■ Exercise goal ■
The entries underneath need to be duplicated exactly, with none omitted.

** Opening Provided material block **

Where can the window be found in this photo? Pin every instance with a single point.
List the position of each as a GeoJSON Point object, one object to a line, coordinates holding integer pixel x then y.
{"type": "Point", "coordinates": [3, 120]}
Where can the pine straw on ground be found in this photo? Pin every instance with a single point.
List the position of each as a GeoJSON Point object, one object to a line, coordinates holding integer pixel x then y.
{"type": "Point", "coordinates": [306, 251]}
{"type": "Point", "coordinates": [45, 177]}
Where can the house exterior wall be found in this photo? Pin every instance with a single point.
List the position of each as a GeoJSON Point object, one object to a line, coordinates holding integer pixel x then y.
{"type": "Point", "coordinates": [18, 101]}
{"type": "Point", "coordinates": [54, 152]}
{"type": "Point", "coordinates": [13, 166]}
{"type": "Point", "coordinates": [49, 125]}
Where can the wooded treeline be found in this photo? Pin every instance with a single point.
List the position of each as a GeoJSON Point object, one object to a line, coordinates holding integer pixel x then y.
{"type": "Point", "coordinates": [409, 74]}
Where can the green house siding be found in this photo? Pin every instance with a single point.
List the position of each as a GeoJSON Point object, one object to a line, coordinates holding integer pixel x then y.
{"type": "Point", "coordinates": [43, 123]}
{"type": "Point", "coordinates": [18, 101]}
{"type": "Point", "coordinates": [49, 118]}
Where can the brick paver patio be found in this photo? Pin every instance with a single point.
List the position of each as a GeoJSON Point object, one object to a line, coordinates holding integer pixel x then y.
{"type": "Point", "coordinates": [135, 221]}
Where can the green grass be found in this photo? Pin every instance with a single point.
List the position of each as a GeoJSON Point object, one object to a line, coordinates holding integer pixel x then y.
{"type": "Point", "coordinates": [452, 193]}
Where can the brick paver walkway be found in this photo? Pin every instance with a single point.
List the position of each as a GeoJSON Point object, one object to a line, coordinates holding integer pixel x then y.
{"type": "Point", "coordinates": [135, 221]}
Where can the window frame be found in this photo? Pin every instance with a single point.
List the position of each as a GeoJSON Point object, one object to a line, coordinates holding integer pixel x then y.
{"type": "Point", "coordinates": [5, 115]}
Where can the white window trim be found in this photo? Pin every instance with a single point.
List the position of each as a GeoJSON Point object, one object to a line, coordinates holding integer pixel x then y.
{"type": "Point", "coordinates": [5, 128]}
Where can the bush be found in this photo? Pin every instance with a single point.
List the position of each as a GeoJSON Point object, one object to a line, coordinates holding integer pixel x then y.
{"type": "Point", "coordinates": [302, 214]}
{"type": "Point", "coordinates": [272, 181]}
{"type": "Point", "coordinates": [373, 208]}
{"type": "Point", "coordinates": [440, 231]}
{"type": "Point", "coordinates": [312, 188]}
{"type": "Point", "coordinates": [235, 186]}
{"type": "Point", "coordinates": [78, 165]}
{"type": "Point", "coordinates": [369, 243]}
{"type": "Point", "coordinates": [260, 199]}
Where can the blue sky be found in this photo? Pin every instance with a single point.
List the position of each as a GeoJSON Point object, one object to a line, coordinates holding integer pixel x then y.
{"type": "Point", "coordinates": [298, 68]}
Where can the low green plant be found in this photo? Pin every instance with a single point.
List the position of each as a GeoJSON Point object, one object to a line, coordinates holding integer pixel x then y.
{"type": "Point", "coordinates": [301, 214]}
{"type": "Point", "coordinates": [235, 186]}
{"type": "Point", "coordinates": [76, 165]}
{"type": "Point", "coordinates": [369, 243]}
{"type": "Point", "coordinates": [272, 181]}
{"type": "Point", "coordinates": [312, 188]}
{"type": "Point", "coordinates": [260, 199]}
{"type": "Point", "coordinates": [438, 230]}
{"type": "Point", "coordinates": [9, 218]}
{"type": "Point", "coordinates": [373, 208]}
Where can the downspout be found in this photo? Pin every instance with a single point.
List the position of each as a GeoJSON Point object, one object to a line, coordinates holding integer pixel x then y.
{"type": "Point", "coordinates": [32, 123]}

** Closing Provided material block **

■ Answer for the task ■
Where can the window be found in this photo? Pin every instance with a single point.
List the position of each as a GeoJSON Point object, one object to a line, coordinates holding integer pixel x then y.
{"type": "Point", "coordinates": [3, 120]}
Where can the pine straw on ground be found in this photo? Pin every instance with a single point.
List the position of each as a GeoJSON Point object, one object to a line, coordinates holding integer pixel x then y.
{"type": "Point", "coordinates": [306, 251]}
{"type": "Point", "coordinates": [45, 177]}
Where can the house exterior wall be found in this photo? Pin every instance with a single point.
List the position of each as a GeoJSON Point object, one object to a line, coordinates holding integer pixel x then y.
{"type": "Point", "coordinates": [18, 101]}
{"type": "Point", "coordinates": [54, 152]}
{"type": "Point", "coordinates": [13, 166]}
{"type": "Point", "coordinates": [49, 125]}
Where can the wooded treeline be found in this photo? Pin every instance with a single point.
List the position of each as a GeoJSON Point object, one object to a line, coordinates holding integer pixel x then y.
{"type": "Point", "coordinates": [409, 74]}
Where can the green house siding be found in this photo? Pin every instance with a single point.
List the position of each as a GeoJSON Point object, one object to a line, coordinates holding integer pixel x then y.
{"type": "Point", "coordinates": [43, 123]}
{"type": "Point", "coordinates": [18, 101]}
{"type": "Point", "coordinates": [49, 118]}
Where can the brick paver patio be found in this photo? Pin every instance with a single point.
List the position of each as a GeoJSON Point object, one object to a line, coordinates holding integer pixel x then y.
{"type": "Point", "coordinates": [135, 221]}
Where can the green grass be found in this photo? Pin every instance with a single point.
List the position of each as a GeoJSON Point object, one object to a line, coordinates holding integer pixel x then y.
{"type": "Point", "coordinates": [452, 193]}
Where can the brick paver walkway be found in this photo? Pin every instance with a single point.
List the position of each as a GeoJSON Point object, one object to a line, coordinates holding integer pixel x then y.
{"type": "Point", "coordinates": [135, 221]}
Where can the window frame be found in this photo? Pin every instance with a single point.
List the position of each as a GeoJSON Point object, one object to a line, coordinates holding integer pixel x then y.
{"type": "Point", "coordinates": [5, 115]}
Where can the white window trim be found in this photo? Pin every instance with a single point.
List the position of each as a GeoJSON Point object, one object to a line, coordinates holding integer pixel x then y.
{"type": "Point", "coordinates": [5, 128]}
Where can the bush be found in this photo? Pin every instance with a single point.
List the position of each as a GeoJSON Point object, one object to a line, coordinates holding integer pixel x then y.
{"type": "Point", "coordinates": [302, 214]}
{"type": "Point", "coordinates": [272, 181]}
{"type": "Point", "coordinates": [373, 208]}
{"type": "Point", "coordinates": [440, 231]}
{"type": "Point", "coordinates": [312, 188]}
{"type": "Point", "coordinates": [235, 186]}
{"type": "Point", "coordinates": [78, 165]}
{"type": "Point", "coordinates": [369, 243]}
{"type": "Point", "coordinates": [260, 199]}
Where can the blue sky be found in this photo? Pin every instance with a single point.
List the position of each as a GeoJSON Point object, one object to a line, coordinates holding integer pixel x then y.
{"type": "Point", "coordinates": [298, 68]}
Where can the low green plant be found in this photo? Pin every instance with a single point.
List the position of each as a GeoJSON Point object, one object to a line, coordinates holding integer pixel x then y.
{"type": "Point", "coordinates": [301, 214]}
{"type": "Point", "coordinates": [235, 186]}
{"type": "Point", "coordinates": [76, 165]}
{"type": "Point", "coordinates": [369, 243]}
{"type": "Point", "coordinates": [272, 181]}
{"type": "Point", "coordinates": [312, 188]}
{"type": "Point", "coordinates": [260, 199]}
{"type": "Point", "coordinates": [438, 230]}
{"type": "Point", "coordinates": [9, 218]}
{"type": "Point", "coordinates": [373, 208]}
Where can the downspout be found in this photo? Pin every instance with a single point.
List the position of each as a GeoJSON Point object, one object to a line, coordinates holding integer pixel x then y.
{"type": "Point", "coordinates": [32, 123]}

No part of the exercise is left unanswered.